(Data excerpts)

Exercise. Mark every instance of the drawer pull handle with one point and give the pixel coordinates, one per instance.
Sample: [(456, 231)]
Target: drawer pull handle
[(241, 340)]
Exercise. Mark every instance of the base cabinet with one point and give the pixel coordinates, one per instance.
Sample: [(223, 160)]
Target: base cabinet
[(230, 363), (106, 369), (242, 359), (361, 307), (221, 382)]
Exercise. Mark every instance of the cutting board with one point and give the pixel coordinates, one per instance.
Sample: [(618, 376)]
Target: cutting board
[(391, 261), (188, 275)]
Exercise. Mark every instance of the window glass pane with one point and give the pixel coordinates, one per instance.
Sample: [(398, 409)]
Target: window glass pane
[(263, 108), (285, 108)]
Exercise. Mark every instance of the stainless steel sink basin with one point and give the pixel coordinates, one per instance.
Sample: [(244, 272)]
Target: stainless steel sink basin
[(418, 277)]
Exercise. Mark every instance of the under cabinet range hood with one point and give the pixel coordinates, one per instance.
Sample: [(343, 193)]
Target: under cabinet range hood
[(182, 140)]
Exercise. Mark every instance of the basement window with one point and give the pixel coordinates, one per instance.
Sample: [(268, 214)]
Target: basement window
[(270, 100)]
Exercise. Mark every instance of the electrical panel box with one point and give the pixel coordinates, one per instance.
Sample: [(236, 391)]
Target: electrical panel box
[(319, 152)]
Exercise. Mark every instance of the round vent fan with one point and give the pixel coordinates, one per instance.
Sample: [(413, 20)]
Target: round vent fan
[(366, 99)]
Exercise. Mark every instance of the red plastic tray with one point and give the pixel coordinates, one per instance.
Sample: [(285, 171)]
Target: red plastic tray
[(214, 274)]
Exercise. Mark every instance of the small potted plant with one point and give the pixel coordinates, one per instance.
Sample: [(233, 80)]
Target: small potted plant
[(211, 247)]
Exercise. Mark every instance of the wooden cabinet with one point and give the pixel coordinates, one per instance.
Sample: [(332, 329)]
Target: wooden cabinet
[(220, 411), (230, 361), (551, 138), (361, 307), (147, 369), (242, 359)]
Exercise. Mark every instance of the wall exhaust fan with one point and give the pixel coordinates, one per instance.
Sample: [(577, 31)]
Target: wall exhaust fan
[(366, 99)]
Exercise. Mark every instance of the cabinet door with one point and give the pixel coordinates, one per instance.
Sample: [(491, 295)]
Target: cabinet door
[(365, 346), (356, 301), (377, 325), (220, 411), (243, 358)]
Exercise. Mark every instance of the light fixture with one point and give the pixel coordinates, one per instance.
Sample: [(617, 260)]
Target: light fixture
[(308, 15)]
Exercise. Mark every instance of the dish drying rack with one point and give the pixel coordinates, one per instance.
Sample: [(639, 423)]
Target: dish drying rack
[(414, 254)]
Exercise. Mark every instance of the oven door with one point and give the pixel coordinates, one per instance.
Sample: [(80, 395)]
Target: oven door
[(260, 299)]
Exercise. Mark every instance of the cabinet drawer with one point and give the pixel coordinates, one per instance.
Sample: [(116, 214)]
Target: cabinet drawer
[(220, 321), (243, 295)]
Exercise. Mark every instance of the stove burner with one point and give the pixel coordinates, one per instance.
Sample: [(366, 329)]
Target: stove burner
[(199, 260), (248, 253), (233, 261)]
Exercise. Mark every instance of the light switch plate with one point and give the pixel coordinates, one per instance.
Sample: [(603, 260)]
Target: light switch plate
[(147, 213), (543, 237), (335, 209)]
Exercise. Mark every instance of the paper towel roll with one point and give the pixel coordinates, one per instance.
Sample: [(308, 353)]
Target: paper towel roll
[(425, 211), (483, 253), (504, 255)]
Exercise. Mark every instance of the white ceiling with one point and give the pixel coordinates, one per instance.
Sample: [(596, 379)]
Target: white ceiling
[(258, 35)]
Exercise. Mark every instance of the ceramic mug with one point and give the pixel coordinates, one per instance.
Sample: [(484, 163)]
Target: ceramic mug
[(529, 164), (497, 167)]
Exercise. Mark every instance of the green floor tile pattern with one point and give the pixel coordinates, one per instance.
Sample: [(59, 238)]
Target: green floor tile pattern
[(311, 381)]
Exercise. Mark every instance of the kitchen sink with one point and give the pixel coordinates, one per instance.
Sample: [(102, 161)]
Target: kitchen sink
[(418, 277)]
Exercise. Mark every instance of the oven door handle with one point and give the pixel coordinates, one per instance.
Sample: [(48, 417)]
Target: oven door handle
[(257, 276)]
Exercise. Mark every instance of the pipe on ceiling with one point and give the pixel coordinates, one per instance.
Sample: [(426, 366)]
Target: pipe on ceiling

# Your instructions:
The response should consist of all the entries, transcribed exactly.

# Solution:
Exercise. Mark every instance of the drawer pull handle with one point and give the pixel coordinates, one per instance.
Sample: [(456, 231)]
Target: drawer pull handle
[(241, 340)]
Exercise. Mark every instance of the base cabinet with one point and give the pixel coordinates, one per instance.
Sample: [(223, 160)]
Target: base cabinet
[(230, 363), (106, 369), (242, 359), (361, 307), (221, 382)]
Exercise. Mark every instance of the cutting board with one point and give the pixel coordinates, one per instance.
Sample: [(618, 376)]
Target: cutting board
[(391, 261), (188, 275)]
Exercise. Mark every instance of the window glass pane with one point and give the pixel coordinates, one per instance.
Sample: [(398, 409)]
Target: window glass pane
[(263, 108), (285, 108)]
Exercise. Mark every instance of the stainless steel sink basin with one point and give the pixel coordinates, one per instance.
Sample: [(244, 272)]
Target: stainless steel sink basin
[(418, 277)]
Exercise. Mark every instance of the under cabinet range hood with one point and give the pixel coordinates, one per instance.
Sample: [(343, 193)]
Target: under cabinet range hood
[(182, 140)]
Exercise. Mark every instance of the basement window with one point and give the pixel coordinates, one per instance.
Sample: [(268, 214)]
Target: basement window
[(270, 100)]
Exercise. Mark every instance of the electrical panel box with one point and give the pixel coordinates, one per instance.
Sample: [(236, 391)]
Target: electrical panel box
[(319, 152)]
Exercise. Mark every instance of the round vent fan with one point and give the pixel coordinates, one per instance.
Sample: [(413, 20)]
Target: round vent fan
[(366, 99)]
Exercise. Mark every instance of the red plastic tray with one point and give the pixel coordinates, one per instance.
Sample: [(285, 171)]
Target: red plastic tray
[(214, 274)]
Exercise. Mark every instance of the small potted plant with one point and give the pixel coordinates, one per instance.
Sample: [(233, 80)]
Target: small potted plant
[(211, 247)]
Exercise. Mark every instance of the wooden cabinet with one point and give the pixel coordinates, one per instance.
Sample: [(332, 329)]
Target: wooden cabinet
[(220, 411), (230, 361), (551, 138), (361, 307), (147, 369), (242, 359)]
Exercise. Mark every instance of the wall exhaust fan with one point and give the pixel coordinates, one per instance.
Sample: [(577, 31)]
Target: wall exhaust fan
[(366, 99)]
Exercise. Mark every instance of the cabinet door with one point and give the pixel coordinates, one per instance.
Sample: [(491, 295)]
Target: cabinet door
[(365, 346), (356, 301), (377, 325), (220, 411), (243, 358)]
Exercise. Mark every instance of the light fixture with one point and give the pixel coordinates, one per instance.
Sample: [(617, 260)]
Target: light fixture
[(308, 15)]
Exercise. Mark every instance of the dish drying rack with one point and give the pixel coordinates, one per instance.
Sample: [(639, 423)]
Target: dish drying rack
[(414, 254)]
Exercise. Mark every instance of the oven door with one point and give the pixel coordinates, one per instance.
Sample: [(80, 395)]
Target: oven door
[(260, 299)]
Exercise. Mark every instance of the cabinet drawer with one point and give the pixel coordinates, one per instance.
Sample: [(116, 214)]
Target: cabinet drawer
[(220, 321), (243, 295)]
Exercise. Mark every instance of the stove burner with one point and give the pixel coordinates, one per instance.
Sample: [(366, 329)]
Target: stove burner
[(199, 260), (248, 253), (233, 261)]
Exercise. Mark every instance of the light switch plate with one point and give the pixel coordinates, one per instance.
Sample: [(603, 260)]
Target: light switch plate
[(147, 213), (543, 237), (335, 209)]
Exercise. Mark every instance of the paper towel roll with one point and give the pixel coordinates, one per instance.
Sample: [(308, 353)]
Target: paper towel roll
[(425, 211), (483, 253), (504, 255)]
Exercise. Mark every instance of the white ceiling with one point and give the pixel coordinates, one per instance.
Sample: [(596, 379)]
Target: white ceiling
[(258, 35)]
Exercise. Mark every instance of the ceramic mug with one point and give the pixel coordinates, one per instance.
Sample: [(484, 163)]
Target: ceramic mug
[(529, 164), (497, 167)]
Exercise. Mark every instance of the green floor tile pattern with one point and give the pixel coordinates, one per instance.
Sample: [(59, 238)]
Target: green floor tile pattern
[(311, 381)]
Exercise. Mark every instance of the kitchen sink with one point and give the pixel coordinates, one per instance.
Sample: [(102, 161)]
Target: kitchen sink
[(418, 277)]
Exercise. Mark every instance of the oven door handle with one point and give the pixel coordinates, one per instance.
Sample: [(48, 417)]
Target: oven door handle
[(257, 276)]
Exercise. Mark every instance of the pipe on ceiling with one point and give the pixel coordinates, one per instance.
Sample: [(426, 366)]
Target: pipe on ceiling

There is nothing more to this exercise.